* Aim
Edit the rows from the line containing "of the stethoscope" through the end of the rows, both included, and replace "chest piece" with "earpiece". Reproduce those lines with everything else unchanged.
═══ Exercise input ═══
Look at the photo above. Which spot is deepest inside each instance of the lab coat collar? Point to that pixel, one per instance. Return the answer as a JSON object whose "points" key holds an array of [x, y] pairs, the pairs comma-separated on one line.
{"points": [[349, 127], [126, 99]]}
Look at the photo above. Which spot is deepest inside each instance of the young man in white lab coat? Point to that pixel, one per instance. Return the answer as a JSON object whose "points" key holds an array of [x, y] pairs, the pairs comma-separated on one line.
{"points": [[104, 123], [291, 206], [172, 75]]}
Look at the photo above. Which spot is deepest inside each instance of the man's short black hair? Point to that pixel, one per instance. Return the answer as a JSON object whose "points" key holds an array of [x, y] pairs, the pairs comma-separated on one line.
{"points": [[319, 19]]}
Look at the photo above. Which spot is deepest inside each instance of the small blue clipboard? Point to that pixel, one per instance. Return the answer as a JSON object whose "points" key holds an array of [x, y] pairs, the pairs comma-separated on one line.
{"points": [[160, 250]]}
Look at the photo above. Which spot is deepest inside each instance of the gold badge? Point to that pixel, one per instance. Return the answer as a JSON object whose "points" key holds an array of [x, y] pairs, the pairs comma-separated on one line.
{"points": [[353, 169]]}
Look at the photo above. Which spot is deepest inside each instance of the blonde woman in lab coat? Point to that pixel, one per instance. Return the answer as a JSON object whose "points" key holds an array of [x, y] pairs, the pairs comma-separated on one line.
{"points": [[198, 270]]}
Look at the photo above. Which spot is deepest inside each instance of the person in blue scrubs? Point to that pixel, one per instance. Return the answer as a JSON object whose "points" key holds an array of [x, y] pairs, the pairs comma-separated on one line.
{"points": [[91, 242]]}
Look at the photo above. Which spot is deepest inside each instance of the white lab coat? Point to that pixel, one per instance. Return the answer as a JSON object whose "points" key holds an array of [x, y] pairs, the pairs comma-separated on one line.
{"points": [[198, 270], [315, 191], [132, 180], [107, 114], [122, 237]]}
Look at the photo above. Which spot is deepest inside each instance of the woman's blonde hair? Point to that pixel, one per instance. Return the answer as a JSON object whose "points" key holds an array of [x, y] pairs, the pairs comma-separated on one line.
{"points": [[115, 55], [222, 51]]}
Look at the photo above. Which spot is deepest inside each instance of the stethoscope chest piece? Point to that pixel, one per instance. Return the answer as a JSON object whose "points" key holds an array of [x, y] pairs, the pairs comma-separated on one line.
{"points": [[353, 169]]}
═══
* Answer for this exercise
Look at the photo above. Which spot is deepest inside each instance of the stethoscope earpiece? Point to that pixel, one per instance. Return the answer as a JSON object whose "points" key holds an array of [x, y] pairs, the pairs comma-separated on one line.
{"points": [[353, 169]]}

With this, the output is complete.